-------- RECORD LIST

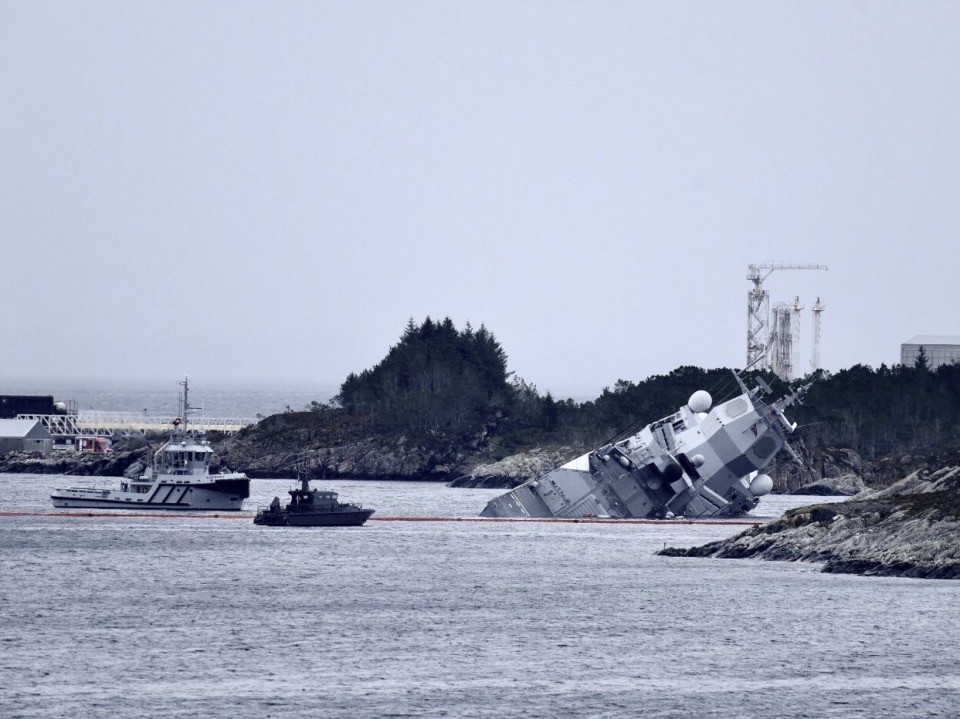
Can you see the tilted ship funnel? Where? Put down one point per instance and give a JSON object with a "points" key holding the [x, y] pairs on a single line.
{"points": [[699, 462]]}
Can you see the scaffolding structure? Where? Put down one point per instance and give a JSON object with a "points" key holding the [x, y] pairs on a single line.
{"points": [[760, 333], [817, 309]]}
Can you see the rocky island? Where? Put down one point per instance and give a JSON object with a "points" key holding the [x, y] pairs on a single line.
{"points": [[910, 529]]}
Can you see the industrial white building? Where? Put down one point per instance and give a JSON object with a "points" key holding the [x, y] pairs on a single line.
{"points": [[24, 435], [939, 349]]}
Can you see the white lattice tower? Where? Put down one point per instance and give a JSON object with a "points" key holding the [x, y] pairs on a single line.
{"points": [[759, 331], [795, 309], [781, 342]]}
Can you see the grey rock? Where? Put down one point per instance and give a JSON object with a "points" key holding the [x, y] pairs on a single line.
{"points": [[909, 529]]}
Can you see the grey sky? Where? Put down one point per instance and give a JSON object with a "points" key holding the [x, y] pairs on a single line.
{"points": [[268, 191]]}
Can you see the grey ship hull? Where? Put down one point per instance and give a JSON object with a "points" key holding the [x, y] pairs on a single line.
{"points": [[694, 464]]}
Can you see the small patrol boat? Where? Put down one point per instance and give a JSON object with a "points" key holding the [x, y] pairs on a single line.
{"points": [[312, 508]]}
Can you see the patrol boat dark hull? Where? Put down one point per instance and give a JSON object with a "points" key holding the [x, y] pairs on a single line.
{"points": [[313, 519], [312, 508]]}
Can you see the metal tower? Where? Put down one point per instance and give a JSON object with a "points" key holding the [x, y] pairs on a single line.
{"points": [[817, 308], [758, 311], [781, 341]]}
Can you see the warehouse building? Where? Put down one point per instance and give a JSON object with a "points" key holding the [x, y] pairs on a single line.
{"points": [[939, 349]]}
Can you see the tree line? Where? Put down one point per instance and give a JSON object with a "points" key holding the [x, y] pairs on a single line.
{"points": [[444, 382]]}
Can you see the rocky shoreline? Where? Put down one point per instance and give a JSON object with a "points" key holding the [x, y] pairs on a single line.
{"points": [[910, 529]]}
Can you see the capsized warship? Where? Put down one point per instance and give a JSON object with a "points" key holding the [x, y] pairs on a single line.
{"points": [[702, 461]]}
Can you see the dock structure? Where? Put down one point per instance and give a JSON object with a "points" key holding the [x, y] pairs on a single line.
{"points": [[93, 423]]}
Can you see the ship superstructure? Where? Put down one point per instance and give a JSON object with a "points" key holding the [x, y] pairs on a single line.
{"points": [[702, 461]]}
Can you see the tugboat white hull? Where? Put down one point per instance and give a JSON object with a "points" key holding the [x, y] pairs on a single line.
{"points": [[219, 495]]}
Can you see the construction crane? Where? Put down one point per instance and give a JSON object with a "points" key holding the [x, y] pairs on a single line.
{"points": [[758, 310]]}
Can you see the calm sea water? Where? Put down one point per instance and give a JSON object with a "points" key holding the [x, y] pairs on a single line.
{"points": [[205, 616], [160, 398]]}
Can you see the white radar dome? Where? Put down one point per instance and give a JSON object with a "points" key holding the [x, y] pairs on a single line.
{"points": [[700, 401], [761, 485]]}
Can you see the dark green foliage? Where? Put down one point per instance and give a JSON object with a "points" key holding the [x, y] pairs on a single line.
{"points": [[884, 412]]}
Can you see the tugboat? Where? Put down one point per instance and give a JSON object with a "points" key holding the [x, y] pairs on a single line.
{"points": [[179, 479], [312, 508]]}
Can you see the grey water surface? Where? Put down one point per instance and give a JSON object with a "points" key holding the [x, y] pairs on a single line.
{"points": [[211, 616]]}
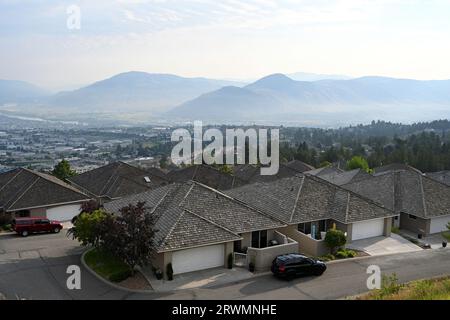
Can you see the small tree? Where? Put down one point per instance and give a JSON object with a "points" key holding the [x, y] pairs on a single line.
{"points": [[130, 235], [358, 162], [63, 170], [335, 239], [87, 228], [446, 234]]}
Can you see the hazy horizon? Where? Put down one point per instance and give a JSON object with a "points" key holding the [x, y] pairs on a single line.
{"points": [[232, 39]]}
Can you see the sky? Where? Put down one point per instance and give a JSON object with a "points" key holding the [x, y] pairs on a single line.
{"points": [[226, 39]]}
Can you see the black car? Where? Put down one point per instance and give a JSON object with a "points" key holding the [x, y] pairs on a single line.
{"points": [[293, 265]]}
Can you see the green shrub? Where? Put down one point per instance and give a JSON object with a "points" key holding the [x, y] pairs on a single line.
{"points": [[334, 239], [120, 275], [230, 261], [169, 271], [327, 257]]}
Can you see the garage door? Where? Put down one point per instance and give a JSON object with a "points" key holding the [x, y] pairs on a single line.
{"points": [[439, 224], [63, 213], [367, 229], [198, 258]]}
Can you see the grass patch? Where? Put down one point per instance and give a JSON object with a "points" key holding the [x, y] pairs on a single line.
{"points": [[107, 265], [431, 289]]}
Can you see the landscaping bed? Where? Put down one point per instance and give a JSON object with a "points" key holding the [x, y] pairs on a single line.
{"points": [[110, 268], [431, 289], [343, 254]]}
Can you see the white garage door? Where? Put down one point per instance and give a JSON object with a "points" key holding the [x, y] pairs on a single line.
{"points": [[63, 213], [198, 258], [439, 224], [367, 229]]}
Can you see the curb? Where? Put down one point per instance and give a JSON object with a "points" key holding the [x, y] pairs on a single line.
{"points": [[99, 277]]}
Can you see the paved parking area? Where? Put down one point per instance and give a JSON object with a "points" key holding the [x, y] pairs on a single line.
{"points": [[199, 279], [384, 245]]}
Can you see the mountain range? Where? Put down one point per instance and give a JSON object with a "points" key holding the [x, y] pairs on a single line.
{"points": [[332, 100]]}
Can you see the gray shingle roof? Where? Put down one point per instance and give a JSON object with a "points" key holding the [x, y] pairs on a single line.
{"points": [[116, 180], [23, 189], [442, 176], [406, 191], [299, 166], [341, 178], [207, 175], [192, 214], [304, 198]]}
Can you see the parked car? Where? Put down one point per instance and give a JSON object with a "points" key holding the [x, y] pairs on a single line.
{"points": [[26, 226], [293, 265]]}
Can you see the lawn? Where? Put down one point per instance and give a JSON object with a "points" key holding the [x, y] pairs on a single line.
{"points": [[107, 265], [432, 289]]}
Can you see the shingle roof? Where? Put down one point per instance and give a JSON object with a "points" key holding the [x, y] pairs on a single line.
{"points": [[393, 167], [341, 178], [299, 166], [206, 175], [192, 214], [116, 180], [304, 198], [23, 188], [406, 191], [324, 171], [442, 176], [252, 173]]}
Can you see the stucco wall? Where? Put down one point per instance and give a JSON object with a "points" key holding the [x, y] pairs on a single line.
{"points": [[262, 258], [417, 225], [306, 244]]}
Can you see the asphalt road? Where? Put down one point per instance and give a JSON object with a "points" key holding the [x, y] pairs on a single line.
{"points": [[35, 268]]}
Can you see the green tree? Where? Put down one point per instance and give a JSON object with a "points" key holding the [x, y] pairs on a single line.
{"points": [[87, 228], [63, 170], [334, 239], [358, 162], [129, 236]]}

----------------

**PROBLEM DETAILS**
Render the part of the rows that opens with the line containing "Can you see the stucco" and closes at the end of the rows as a Markdown table with columns Row and Line, numbering each line and leaving out blank lines.

**TASK RESULT**
| Row | Line |
|---|---|
| 1 | Can you see the stucco wall? Where? Put down one point per instance and give a JSON object with a "points" key holding the [x, y] pairs on a single line. |
| 2 | {"points": [[262, 258], [417, 225], [306, 244]]} |
| 3 | Can you see the asphalt road? Where? Put down one point per instance and give a JSON object with a "points" key holding the [x, y] pairs on a single line. |
| 4 | {"points": [[35, 268]]} |
| 5 | Can you see the green tree? Where? Put down one point per instance and give a JSON object with a "points" key holding the [x, y] pairs on a single line. |
| 6 | {"points": [[87, 228], [63, 170], [334, 239], [358, 162], [129, 236]]} |